(Given records Opens)
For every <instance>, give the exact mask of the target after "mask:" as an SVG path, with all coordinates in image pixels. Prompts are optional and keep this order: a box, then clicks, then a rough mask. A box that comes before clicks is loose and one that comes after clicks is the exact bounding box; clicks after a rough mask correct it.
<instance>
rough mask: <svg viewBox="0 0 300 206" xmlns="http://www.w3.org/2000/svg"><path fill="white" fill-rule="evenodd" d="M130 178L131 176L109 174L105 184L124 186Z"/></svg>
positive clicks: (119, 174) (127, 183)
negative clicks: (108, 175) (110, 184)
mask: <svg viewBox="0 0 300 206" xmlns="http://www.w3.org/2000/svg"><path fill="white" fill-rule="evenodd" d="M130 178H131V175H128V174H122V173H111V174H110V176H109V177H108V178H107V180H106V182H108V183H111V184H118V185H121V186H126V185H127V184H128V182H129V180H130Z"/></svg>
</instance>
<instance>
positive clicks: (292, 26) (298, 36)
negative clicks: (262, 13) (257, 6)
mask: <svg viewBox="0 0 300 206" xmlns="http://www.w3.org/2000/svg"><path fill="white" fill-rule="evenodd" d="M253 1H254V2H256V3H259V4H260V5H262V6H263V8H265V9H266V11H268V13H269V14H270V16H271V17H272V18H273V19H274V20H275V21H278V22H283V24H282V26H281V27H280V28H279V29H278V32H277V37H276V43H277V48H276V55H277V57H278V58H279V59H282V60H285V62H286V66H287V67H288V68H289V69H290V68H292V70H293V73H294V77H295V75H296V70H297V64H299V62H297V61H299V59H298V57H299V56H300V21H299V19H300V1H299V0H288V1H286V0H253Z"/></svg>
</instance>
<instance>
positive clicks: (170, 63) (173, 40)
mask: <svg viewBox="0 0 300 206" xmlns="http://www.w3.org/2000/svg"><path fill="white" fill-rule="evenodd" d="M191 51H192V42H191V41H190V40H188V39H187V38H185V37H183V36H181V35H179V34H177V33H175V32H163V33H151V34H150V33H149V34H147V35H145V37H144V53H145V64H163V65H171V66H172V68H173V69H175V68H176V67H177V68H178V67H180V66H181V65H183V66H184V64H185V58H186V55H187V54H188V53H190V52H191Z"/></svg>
(Given records Closes)
Problem statement:
Gather every line of the entries above that contains the string "negative". Case counts.

Finished task:
negative clicks: (108, 175) (110, 184)
negative clicks: (262, 13) (257, 6)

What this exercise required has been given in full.